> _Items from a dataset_
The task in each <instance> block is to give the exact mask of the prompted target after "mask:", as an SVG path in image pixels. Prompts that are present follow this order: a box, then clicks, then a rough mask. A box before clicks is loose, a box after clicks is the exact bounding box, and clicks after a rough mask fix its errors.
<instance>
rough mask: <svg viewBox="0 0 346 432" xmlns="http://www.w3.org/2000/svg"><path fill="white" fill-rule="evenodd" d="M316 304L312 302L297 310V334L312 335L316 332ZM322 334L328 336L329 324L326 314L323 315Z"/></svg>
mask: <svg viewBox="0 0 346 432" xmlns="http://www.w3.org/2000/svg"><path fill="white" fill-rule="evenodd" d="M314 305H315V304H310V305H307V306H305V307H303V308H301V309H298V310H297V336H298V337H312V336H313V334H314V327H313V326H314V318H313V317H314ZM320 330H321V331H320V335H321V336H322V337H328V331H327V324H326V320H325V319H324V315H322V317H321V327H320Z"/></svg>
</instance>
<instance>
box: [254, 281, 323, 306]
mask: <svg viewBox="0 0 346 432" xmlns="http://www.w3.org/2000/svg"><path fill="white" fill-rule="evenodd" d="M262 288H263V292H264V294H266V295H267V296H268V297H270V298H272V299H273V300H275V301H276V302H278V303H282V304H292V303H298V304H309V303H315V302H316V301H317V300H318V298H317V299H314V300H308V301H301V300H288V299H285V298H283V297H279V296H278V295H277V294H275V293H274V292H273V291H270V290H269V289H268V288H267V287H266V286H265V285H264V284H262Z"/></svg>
...
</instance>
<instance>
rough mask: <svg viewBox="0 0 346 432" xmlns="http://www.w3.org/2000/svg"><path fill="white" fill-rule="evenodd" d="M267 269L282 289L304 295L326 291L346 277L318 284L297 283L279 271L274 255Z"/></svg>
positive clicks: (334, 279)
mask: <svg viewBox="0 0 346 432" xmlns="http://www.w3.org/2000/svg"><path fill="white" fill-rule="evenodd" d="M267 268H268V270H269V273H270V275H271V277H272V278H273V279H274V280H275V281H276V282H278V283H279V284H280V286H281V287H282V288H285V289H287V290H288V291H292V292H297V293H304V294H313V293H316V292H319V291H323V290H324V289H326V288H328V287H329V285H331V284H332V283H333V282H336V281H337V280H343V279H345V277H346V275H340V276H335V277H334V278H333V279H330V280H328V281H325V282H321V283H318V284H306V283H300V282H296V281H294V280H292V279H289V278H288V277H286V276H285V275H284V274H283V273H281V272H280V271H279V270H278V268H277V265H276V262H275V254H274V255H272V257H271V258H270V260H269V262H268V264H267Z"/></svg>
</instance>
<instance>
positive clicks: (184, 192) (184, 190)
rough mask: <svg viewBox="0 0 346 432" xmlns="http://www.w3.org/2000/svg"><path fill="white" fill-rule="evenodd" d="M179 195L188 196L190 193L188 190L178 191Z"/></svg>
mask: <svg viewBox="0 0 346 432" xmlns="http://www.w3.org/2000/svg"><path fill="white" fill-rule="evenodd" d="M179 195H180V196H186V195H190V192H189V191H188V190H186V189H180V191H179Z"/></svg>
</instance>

> _ASSIGNMENT_
Once you find the line with "269L282 289L304 295L326" in the entries above, output it and each line after it up to and including the line with "positive clicks: (184, 192) (184, 190)", and nothing else.

> _TASK OUTPUT_
rough mask: <svg viewBox="0 0 346 432" xmlns="http://www.w3.org/2000/svg"><path fill="white" fill-rule="evenodd" d="M267 269L282 289L304 295L326 291L346 277L318 284L297 283L279 271L274 255Z"/></svg>
positive clicks: (334, 279)
mask: <svg viewBox="0 0 346 432" xmlns="http://www.w3.org/2000/svg"><path fill="white" fill-rule="evenodd" d="M267 268H268V270H269V273H270V275H271V277H272V278H273V279H274V280H275V281H276V282H278V283H279V284H280V286H281V287H282V288H285V289H287V290H288V291H292V292H297V293H304V294H313V293H316V292H319V291H323V290H324V289H326V288H328V287H329V285H331V284H332V283H333V282H336V281H337V280H343V279H345V277H346V275H340V276H335V277H334V278H333V279H330V280H328V281H325V282H321V283H318V284H306V283H300V282H296V281H294V280H292V279H289V278H288V277H286V276H285V275H284V274H283V273H281V272H280V271H279V270H278V268H277V265H276V262H275V254H274V255H272V257H271V258H270V260H269V262H268V264H267Z"/></svg>
</instance>
<instance>
positive clicks: (184, 192) (184, 190)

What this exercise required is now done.